- REQUEST -
Set down every line of the listing below verbatim, with no alterations of any kind.

--- Begin DATA EXCERPTS ---

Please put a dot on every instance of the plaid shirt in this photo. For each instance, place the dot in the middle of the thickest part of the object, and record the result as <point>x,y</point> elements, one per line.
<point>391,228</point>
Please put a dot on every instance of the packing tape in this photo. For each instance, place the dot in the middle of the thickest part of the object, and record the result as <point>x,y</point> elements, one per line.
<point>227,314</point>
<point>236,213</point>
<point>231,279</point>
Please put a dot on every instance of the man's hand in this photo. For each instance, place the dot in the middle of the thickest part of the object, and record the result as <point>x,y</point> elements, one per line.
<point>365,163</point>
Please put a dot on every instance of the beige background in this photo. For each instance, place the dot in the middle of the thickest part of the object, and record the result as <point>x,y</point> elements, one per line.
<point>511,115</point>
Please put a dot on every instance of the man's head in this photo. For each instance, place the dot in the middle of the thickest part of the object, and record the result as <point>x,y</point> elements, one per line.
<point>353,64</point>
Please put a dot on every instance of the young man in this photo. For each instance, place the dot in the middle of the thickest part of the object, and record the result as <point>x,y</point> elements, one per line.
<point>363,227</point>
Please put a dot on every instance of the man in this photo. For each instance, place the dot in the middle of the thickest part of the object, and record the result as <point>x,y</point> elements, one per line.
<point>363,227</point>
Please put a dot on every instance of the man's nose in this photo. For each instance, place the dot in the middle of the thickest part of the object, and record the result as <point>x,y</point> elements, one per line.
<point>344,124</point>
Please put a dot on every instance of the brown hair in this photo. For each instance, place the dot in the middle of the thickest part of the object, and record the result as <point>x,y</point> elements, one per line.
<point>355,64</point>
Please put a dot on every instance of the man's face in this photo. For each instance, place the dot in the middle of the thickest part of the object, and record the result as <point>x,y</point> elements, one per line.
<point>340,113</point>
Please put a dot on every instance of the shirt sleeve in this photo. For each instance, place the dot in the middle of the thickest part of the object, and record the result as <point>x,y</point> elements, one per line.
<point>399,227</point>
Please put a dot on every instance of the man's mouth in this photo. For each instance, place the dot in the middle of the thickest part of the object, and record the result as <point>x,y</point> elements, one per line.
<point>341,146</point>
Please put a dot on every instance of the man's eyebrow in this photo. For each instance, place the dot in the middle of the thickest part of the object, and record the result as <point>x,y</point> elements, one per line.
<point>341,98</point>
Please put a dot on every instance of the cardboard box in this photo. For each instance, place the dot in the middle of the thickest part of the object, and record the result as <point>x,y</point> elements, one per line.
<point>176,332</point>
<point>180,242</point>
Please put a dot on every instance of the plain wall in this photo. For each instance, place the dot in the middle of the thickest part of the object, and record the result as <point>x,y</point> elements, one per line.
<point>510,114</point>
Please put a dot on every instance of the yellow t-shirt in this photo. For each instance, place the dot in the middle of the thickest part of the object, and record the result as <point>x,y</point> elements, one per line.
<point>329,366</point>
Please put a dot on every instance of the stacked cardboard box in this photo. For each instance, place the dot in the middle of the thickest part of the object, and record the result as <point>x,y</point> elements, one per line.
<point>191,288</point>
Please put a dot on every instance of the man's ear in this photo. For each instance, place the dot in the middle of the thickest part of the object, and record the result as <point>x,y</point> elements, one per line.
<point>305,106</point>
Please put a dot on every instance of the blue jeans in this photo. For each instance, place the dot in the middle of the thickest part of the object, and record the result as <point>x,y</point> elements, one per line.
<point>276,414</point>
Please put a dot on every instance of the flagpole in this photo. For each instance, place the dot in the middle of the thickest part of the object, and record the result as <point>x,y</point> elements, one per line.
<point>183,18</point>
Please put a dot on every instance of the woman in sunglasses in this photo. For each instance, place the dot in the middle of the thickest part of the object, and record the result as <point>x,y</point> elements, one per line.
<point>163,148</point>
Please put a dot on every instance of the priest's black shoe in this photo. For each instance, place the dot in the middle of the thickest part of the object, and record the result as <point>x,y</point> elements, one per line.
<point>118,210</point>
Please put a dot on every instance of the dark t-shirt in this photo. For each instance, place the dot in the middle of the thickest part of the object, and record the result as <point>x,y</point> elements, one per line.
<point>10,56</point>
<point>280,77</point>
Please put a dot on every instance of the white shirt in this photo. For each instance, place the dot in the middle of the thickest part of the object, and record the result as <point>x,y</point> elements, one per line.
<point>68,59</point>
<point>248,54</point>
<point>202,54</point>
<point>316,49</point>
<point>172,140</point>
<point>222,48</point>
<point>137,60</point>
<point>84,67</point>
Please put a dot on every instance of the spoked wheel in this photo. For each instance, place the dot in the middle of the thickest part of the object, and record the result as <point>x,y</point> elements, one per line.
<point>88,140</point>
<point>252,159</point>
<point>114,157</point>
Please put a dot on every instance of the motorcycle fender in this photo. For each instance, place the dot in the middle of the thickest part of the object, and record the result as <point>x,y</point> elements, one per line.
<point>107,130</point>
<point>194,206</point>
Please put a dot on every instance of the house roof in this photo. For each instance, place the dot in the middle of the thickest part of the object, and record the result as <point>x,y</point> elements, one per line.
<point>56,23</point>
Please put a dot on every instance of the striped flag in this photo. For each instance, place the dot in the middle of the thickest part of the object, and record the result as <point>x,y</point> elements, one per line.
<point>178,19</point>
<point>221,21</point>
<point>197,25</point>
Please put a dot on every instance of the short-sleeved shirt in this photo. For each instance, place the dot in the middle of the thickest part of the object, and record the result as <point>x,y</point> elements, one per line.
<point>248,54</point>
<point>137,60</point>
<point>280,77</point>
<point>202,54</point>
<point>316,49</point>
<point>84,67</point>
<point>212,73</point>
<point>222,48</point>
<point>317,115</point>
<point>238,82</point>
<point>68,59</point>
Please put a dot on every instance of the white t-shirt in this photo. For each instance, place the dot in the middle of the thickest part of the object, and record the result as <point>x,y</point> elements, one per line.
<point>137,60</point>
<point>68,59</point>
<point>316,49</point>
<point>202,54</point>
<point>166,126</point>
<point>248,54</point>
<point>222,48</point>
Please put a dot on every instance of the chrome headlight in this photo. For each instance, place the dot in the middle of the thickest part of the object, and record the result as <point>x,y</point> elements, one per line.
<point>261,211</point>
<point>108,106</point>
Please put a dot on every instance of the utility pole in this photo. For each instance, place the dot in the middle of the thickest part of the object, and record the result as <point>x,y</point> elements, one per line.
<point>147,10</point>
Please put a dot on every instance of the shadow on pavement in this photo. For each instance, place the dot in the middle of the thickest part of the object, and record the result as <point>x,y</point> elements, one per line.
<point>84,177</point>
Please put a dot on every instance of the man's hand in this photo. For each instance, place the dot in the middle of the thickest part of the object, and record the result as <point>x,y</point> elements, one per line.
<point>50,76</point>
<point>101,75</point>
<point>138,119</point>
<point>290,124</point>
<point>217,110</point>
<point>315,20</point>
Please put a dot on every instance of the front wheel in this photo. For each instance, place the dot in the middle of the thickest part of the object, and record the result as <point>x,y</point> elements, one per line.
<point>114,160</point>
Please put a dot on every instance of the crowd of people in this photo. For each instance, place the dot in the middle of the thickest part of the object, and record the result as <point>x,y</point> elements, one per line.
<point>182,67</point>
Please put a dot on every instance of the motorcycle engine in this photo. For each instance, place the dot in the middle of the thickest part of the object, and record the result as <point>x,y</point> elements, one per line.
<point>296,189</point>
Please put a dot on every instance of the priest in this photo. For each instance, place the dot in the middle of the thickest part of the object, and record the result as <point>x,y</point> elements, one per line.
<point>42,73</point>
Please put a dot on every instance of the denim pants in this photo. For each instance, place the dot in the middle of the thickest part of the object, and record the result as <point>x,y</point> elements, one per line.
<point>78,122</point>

--- End DATA EXCERPTS ---

- THE RESULT -
Please put a dot on every instance of the plaid shirt in this photo. For each instance, place the dot in the middle of the thickest part of the object, and record the result as <point>x,y</point> elements, one per line.
<point>391,228</point>
Please put a dot on every instance of the packing tape in this photo. For each instance, place the dot in the middle of the thickest part of the object, and record the result as <point>x,y</point> elements, one per line.
<point>227,314</point>
<point>236,213</point>
<point>231,279</point>
Please put a dot on every instance of the man's hand in this photo. For each instance, place the dot in the middle of the thickest part of the object, and record the result as <point>x,y</point> elements, one per line.
<point>365,163</point>
Please put a dot on every instance of the beige background in this photo. For each instance, place the dot in the middle of the thickest part of the object, and record the result as <point>x,y</point> elements, one per line.
<point>511,115</point>
Please put a dot on every instance of the man's head in this photo. For each instance, place the dot in the middle of the thickest part of the object, and record the result as <point>x,y</point> elements, one per line.
<point>353,64</point>
Please put a dot on every instance of the young man in this photo. For each instance, place the dot in the middle of the thickest part of the object, and record the result as <point>x,y</point> elements, one per line.
<point>363,227</point>
Please put a dot on every instance of the man in this photo. For each instance, place the dot in the middle of the thickest part of the object, and record the result as <point>x,y</point> elements, one per line.
<point>363,227</point>
Please put a dot on every instance of the man's nose in this photo. For each instance, place the dot in the middle of the thickest part of the object, and record the result as <point>x,y</point> elements, one per line.
<point>344,124</point>
Please put a dot on every instance of the brown hair in this photo. For each instance, place the dot in the middle of the thickest part of the object, and record the result as <point>x,y</point> elements, one per line.
<point>355,64</point>
Please put a dot on every instance of the man's face in this photo. For each instance, place the dot in the middle of the thickest part of the object, and record the result as <point>x,y</point> elements, one per line.
<point>340,113</point>
Please put a dot on every instance of the shirt sleeve in this photo. For each instance, place the dot in the middle of the thickest part of the object, and record the result as <point>x,y</point> elements, one per line.
<point>399,227</point>
Please put a dot on every instance of the man's mouth in this photo. For each instance, place the dot in the middle of the thickest part of the object, and record the result as <point>x,y</point> elements, one per line.
<point>341,146</point>
Please put a dot on every instance of the man's eyebrow in this photo. For each instance, place the dot in the middle of the thickest part of the object, and record the result as <point>x,y</point> elements, one per line.
<point>341,98</point>
Please put a dot on every instance of the cardboard box in this photo. For each instance, place the dot in the middle of the thickest part of the object, and record the result as <point>x,y</point> elements, one per line.
<point>176,332</point>
<point>180,242</point>
Please put a dot on every instance of the plain wall in this photo. For each instance, place the dot in the middle of the thickest part of the object, and record the result as <point>x,y</point> elements, one per line.
<point>510,114</point>
Please put a dot on every instance of the yellow t-shirt in this photo. For each instance, place the dot in the middle of the thickest part of the object, and record the result as <point>x,y</point> elements, one per line.
<point>329,366</point>
Please put a dot on every instance of the stacked cardboard box in this photo. For each instance, place the dot in the middle of the thickest part of the object, and record the result as <point>x,y</point> elements, one per line.
<point>191,288</point>
Please put a dot on every instance of the man's ear in this photo. For each instance, place the dot in the middle of the thickest part of the object, and record the result as <point>x,y</point> elements, one per line.
<point>305,106</point>
Please put a dot on every instance of the blue jeans in this photo. For each instance, place the dot in the middle of the thickest part of the object, and record the result as <point>x,y</point> elements, one per line.
<point>276,414</point>
Please put a dot on every instance of the flagpole in this photo. For each instance, place the dot in the middle of the thickest part of the object, and record the result as <point>x,y</point> elements, one per line.
<point>183,18</point>
Please put a dot on every instance of the woman in sunglasses in this photo. For each instance, place the dot in the middle of the thickest part of the object, and record the result as <point>x,y</point> elements, one per line.
<point>163,148</point>
Please put a dot on every instance of the priest's black shoe in this photo. For each instance, place the dot in the middle of the thickest part of the object, and record the result as <point>x,y</point> elements, one per line.
<point>118,210</point>
Please put a dot on every instance of the dark t-shirt in this photo. For each instance, place the dot in the middle of the thickest part of the object, and record the result as <point>x,y</point> elements, one per line.
<point>10,56</point>
<point>280,77</point>
Please put a dot on every instance of the white shirt in this photo. For each instance, place the dot in the middle of the thickest part of the object, and record the result as <point>x,y</point> elements, one per line.
<point>68,59</point>
<point>248,54</point>
<point>202,54</point>
<point>316,49</point>
<point>172,140</point>
<point>222,48</point>
<point>137,60</point>
<point>84,67</point>
Please put a dot on every instance of the spoked wheel in this photo. For each instance, place the dot in the middle of the thickest part of the object, and record the result as <point>x,y</point> elements, one per line.
<point>88,140</point>
<point>252,159</point>
<point>114,157</point>
Please put a dot on every instance of the motorcycle fender in this photo. For each instance, place the dot in the middle of the thickest part of the object, and record the result as <point>x,y</point> elements, one per line.
<point>107,130</point>
<point>194,206</point>
Please put a dot on every instance of the house roof in this photo. For each instance, place the dot in the middle of the thickest part of the object, and record the result as <point>x,y</point> elements, one per line.
<point>56,23</point>
Please put a dot on every instance of the striped flag in this photo. For each instance, place the dot in the middle of the thickest part of the object, and record the result as <point>x,y</point> elements, one per line.
<point>178,19</point>
<point>221,21</point>
<point>197,25</point>
Please put a dot on every instance of the short-sleeved shirt in this photo. For each instance, place the dot in the middle of the thickest part of the object, and record the result as <point>x,y</point> elements, one per line.
<point>248,54</point>
<point>137,60</point>
<point>280,77</point>
<point>202,54</point>
<point>316,49</point>
<point>84,67</point>
<point>212,73</point>
<point>222,48</point>
<point>317,115</point>
<point>238,82</point>
<point>68,59</point>
Please put a dot on every instance of the white t-shirt in this photo. For each instance, place the dot in the middle of the thickest part of the object, and record the result as <point>x,y</point> elements, one per line.
<point>137,60</point>
<point>68,59</point>
<point>316,49</point>
<point>202,54</point>
<point>166,126</point>
<point>248,54</point>
<point>222,48</point>
Please put a dot on every instance of the chrome headlight in this photo. For each instance, place the dot in the middle of the thickest part of the object, and record the result as <point>x,y</point> elements, one per line.
<point>261,211</point>
<point>108,106</point>
Please put a dot on every instance of the utility pole in this photo. For each instance, place the dot in the middle of the thickest part of the object, and record the result as <point>x,y</point> elements, one per line.
<point>147,10</point>
Please put a dot on every instance of the shadow on pavement in this photo. For each instance, place the dot in the middle of the thickest part of the object, and record the result as <point>x,y</point> elements, one per line.
<point>84,177</point>
Please put a dot on every instance of the man's hand in this photo. For each instance, place the dot in the middle of the thickest part of the object, and record the result as <point>x,y</point> elements, one per line.
<point>50,76</point>
<point>101,75</point>
<point>138,119</point>
<point>290,124</point>
<point>217,110</point>
<point>315,20</point>
Please put a dot on every instance of the front wheel in this photo. For each instance, place the dot in the middle of the thickest part of the object, and record the result as <point>x,y</point> elements, one per line.
<point>114,160</point>
Please put a dot on every instance of the crowd of people in this photo. For each instance, place the dot in the middle of the thickest part of the object, and record the result as <point>x,y</point> elements, one per line.
<point>182,67</point>
Please put a dot on every instance of the motorcycle engine in this photo. For each instance, place the dot in the middle of the thickest part of the object, and record the result as <point>x,y</point> elements, one per line.
<point>296,189</point>
Please put a dot on every instance of the priest in this photo. For each instance, place the dot in the middle of the thickest part of the object, and record the result as <point>x,y</point> elements, one per line.
<point>42,73</point>
Please put a dot on every instance of the denim pants in this photo. For each instance, place the dot in the middle of the thickest part of the object, and record the result as <point>x,y</point> elements, one per line.
<point>78,122</point>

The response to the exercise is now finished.